▸ **Supplied material**:
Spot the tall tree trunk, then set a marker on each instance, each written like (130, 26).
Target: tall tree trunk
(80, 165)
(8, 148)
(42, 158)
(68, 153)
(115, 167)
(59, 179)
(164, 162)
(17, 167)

▸ **Task**: Copy out the entire listing again, request lines included, and adjust every coordinate in the answer points by adding -66 to it. Leave the numbers in the request lines unchanged.

▸ **Expected output**:
Spot the tall tree trunk, then set a marker on each instance, each written like (130, 26).
Target: tall tree trunk
(14, 99)
(-58, 82)
(-24, 92)
(2, 87)
(49, 101)
(-7, 113)
(98, 96)
(-49, 101)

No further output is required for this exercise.